WORK TO BE COMPLETED:
For the material below, output exactly the span from the line with "# test: pointer returns one pin per instance of the banquet" to the line with "# test: pointer returns one pin per instance of the stage", including both, and nothing besides.

=== Section Start ===

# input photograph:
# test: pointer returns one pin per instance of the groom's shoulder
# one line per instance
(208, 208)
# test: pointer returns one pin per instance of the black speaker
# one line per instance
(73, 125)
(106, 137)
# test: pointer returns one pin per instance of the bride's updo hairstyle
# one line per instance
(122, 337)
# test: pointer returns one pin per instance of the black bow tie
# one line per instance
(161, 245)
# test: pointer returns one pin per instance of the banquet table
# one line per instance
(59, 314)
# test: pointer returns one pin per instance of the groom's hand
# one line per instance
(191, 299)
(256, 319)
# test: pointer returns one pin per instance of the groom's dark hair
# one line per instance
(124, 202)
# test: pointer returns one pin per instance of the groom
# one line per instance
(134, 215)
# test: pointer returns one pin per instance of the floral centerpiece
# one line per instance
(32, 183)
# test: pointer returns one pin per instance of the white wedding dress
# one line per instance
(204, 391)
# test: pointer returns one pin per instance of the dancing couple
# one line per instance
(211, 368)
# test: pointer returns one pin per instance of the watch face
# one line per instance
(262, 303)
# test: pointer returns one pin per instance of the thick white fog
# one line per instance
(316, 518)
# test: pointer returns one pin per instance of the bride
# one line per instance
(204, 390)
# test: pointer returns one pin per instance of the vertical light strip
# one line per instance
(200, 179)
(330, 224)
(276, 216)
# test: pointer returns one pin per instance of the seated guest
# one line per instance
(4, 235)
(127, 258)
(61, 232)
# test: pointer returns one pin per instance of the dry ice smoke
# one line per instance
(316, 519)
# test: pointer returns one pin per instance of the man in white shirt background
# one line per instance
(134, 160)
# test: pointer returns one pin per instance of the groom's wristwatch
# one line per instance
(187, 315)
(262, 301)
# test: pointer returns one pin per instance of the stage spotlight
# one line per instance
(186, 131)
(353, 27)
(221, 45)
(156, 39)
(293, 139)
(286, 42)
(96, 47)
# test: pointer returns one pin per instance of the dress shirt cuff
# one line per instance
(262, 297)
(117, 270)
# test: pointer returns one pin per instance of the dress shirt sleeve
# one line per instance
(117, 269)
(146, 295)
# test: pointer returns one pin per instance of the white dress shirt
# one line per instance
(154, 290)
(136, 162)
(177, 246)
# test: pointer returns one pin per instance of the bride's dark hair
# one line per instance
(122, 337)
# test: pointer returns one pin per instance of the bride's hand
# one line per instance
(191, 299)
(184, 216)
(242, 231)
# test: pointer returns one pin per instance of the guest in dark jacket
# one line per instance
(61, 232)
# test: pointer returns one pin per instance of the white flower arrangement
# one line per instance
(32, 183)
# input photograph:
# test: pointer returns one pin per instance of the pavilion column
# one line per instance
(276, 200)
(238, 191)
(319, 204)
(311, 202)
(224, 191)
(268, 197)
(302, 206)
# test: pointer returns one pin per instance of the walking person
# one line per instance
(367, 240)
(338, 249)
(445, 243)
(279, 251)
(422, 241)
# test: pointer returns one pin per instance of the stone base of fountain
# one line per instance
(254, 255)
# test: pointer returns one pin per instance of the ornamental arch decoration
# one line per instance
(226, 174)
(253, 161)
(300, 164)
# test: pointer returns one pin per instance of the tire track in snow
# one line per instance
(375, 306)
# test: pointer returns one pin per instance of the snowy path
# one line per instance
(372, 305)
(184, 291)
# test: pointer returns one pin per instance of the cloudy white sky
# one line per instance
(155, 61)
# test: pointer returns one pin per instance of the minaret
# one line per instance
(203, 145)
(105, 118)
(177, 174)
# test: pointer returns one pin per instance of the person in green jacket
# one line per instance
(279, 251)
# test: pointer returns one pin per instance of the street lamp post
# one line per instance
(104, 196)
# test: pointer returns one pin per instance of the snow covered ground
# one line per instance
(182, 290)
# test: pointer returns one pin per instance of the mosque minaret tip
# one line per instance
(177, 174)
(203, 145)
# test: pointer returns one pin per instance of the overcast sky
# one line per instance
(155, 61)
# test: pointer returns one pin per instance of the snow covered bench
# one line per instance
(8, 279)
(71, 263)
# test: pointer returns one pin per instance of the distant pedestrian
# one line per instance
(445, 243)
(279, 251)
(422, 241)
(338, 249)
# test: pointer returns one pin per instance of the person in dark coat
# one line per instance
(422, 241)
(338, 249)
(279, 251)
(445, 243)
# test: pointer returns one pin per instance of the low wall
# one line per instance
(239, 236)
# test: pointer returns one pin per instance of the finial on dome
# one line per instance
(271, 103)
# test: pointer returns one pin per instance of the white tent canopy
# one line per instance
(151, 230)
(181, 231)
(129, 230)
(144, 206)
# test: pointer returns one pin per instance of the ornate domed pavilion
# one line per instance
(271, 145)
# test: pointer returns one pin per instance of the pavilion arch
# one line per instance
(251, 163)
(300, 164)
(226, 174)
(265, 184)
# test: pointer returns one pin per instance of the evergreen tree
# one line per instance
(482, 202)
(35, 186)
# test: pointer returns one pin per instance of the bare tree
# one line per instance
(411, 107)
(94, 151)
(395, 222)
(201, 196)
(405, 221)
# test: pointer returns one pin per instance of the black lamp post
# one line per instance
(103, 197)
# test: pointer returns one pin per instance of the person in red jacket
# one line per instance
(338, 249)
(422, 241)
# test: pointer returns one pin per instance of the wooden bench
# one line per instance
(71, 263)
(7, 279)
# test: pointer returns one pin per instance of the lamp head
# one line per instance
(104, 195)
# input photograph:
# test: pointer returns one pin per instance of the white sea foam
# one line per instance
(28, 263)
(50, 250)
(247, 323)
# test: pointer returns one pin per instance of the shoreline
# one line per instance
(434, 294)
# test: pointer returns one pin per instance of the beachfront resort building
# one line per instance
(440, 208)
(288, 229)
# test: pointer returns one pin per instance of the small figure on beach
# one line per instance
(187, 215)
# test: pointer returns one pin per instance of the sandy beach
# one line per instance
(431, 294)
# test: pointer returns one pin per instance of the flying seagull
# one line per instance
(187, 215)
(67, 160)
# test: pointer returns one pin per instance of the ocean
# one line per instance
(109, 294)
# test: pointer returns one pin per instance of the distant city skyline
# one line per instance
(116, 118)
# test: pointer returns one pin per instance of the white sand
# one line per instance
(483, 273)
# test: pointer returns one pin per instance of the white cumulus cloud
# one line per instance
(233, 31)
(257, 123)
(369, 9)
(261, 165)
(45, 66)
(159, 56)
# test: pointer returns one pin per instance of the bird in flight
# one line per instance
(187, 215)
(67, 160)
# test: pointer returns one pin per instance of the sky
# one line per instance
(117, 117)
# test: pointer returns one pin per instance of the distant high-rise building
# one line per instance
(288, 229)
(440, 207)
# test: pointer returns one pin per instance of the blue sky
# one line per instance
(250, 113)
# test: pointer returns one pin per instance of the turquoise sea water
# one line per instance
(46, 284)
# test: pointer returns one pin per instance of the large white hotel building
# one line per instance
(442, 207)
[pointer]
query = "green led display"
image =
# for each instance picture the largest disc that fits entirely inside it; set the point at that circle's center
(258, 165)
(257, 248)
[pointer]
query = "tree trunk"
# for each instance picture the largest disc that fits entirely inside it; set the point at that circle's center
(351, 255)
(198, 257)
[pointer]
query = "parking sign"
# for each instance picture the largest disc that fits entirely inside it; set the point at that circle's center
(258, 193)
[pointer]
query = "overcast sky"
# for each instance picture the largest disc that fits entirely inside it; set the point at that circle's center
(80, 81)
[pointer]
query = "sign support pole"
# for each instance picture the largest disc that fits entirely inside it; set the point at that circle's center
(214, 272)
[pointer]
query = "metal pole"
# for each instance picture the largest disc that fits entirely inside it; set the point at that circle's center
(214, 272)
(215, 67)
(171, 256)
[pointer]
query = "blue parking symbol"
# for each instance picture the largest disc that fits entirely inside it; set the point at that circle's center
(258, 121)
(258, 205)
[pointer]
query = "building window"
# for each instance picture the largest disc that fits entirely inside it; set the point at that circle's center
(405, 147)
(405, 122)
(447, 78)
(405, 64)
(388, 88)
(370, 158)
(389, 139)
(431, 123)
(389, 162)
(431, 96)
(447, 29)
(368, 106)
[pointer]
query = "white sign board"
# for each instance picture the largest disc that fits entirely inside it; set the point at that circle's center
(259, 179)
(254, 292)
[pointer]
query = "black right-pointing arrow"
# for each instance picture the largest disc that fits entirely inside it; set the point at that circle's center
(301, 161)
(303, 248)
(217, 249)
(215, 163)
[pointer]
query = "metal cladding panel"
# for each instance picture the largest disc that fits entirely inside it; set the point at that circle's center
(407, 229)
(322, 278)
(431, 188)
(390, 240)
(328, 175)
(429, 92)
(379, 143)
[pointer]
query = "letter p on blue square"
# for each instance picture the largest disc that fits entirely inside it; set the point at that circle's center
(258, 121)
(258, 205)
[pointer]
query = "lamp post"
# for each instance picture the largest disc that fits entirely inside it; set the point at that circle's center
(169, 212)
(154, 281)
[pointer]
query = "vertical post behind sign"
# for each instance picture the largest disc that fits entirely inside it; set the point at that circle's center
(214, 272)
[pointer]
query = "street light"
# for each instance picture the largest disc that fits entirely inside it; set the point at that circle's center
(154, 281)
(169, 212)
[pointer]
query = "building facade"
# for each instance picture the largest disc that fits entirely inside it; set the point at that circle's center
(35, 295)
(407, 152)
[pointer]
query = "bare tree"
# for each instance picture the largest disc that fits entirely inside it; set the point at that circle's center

=== Section End ===

EXERCISE SOLUTION:
# test: pointer returns one pin per instance of the banquet table
# one line per instance
(59, 314)
# test: pointer returns one pin per instance of the groom's hand
# one line per instance
(191, 299)
(256, 319)
# test: pointer returns one pin per instance of the groom's dark hair
# one line per instance
(124, 202)
# test: pointer returns one pin per instance of the groom
# one line per instance
(134, 215)
# test: pointer returns one pin per instance of the floral centerpiece
# one line per instance
(32, 183)
# test: pointer returns one pin per instance of the white wedding dress
# one line per instance
(204, 391)
# test: pointer returns one pin per instance of the dancing couple
# one line per instance
(211, 368)
# test: pointer returns one pin per instance of the watch face
# one line per instance
(262, 303)
# test: pointer returns one pin per instance of the thick white fog
# one line per instance
(316, 518)
# test: pointer returns one pin per instance of the bride
# one line per instance
(204, 390)
# test: pointer returns one pin per instance of the vertical light strip
# one line per instance
(200, 179)
(330, 224)
(276, 216)
# test: pointer returns one pin per instance of the seated guest
# one line per instance
(4, 235)
(127, 258)
(61, 232)
# test: pointer returns one pin per instance of the dry ice smoke
# one line per instance
(316, 519)
# test: pointer returns one pin per instance of the man in white shirt background
# one line per instance
(134, 160)
# test: pointer returns one pin per instance of the groom's wristwatch
# one line per instance
(187, 315)
(262, 301)
# test: pointer returns one pin per instance of the stage spotlight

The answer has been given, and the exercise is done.